Source document:
------------------------------

CPSC 461: Copyright © 2002 Katrin Becker 1998-2002 Last Modified August 5, 2000 11:52 AM

Collision Resolution

Unless your list is static and you have created a perfect hashing function, there will be collisions. SO, every hashing algorithm must have a way of dealing with collisions. A function that has a large number of collisions is said to exhibit primary clustering. A probe is an access to a distinct location (i.e. one look into the list).

Linear Probing: (also called progressive overflow) one of the simplest

- scan the file in a circular fashion, placing the synonym in the next available location
- simple, easy to maintain but not very efficient
- searching for a key not found could result in a search through the entire file (!)
- one improvement involves a 2-pass load: load all (first) records to their proper hashed locations and the second pass loads the synonyms.
- tends to produce primary clustering
 
Linear Quotient: (also called double hashing) similar to progressive overflow but it uses a variable increment rather than one to go to the next location
- when you have a synonym, hash again to get the next location (use a different function)
- the next synonym can use the same second function again or one modified by the number of synonyms (this tends to randomize better: sometimes called quadratic probing)

------------------------------

Data listing:
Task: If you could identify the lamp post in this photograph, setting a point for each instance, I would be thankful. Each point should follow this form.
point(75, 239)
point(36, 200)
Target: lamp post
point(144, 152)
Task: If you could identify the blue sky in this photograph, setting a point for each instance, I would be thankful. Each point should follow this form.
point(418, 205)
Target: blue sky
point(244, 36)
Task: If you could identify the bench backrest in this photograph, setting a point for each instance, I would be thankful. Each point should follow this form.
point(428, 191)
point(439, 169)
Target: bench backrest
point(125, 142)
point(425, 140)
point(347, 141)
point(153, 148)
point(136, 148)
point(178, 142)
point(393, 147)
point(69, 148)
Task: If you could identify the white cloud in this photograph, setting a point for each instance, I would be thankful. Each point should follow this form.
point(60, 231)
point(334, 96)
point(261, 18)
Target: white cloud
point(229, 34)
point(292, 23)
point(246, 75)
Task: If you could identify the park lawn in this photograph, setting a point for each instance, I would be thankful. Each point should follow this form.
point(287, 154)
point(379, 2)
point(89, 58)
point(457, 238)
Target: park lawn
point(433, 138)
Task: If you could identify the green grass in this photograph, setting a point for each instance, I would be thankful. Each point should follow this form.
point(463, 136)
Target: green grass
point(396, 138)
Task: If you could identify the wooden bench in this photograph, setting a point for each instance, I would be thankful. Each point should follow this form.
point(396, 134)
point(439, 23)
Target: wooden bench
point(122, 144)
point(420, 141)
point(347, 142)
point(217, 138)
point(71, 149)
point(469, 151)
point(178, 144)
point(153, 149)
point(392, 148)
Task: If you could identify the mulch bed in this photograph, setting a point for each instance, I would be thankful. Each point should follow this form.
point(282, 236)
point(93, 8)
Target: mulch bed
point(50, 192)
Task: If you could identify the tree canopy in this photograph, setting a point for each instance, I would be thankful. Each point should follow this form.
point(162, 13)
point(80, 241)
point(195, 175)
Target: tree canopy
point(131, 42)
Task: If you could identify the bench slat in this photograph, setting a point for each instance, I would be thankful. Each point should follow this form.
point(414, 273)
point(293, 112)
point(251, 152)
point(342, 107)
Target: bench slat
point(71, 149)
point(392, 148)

------------------------------

Exercise instructions:
1 > According to the collision resolution notes, what is another name for linear quotient?
2 > Pick up the collision resolution notes right after their last line and write the next part.

Answers by task:
1 > Double hashing.

2 >
- a potential problem to look out for: it is possible to think we have searched the entire file and found it full when actually we have simply skipped over available spaces. Can avoid this by keeping track of the number of locations searched.
Variation: truncate the data (eg. use the last digit) and use that as your step value

Separate Overflow Area (cellar): set aside a separate area for overflow records
- remember to have the hashing function generate addresses only for the primary area.

Synonym Chaining: (also called Chained Progressive Overflow) use pointers to connect synonyms
- needs an extra field but search length is cut dramatically for keys not found

Coalesced Hashing: (variation called Direct Chaining): Uses synonym chaining but when a key hashes to a location that is already used by one that is NOT a synonym it is added to the end of the current tenant's chain. This method finds the next available address by looking from the bottom up by convention. There are many choices for how to build the chain and choose the locations of overflow records:

  1. LISCH (late insertion standard coalesced hashing) - at the end
  2. LICH (last insertion) - at the end using the cellar
  3. EISCH (early insertion.....) - at the beginning
  4. EICH (early insertion - with a cellar)
  5. REISCH (R for random) - choosing a random location for the overflow record
  6. BEISCH (B for bi-directional ) - Look up first then down, then up, then down, etc.
  7. Direct Chaining (DCWC - direct chaining without coalescing) moving records not stored at their home address.

Computed Chaining: (DYNAMIC COLLISION RESOLUTION - keys can be moved once stored) Compute the location of the next key in the chain : this has the advantage of not using a big extra field.

The Algorithm:

  1. Hash the key of the record to be inserted to obtain the home address for storing the record.
  2. If the home address is empty, insert the record at that location.
  3. If the record is a duplicate, terminate with a "duplicate record" message.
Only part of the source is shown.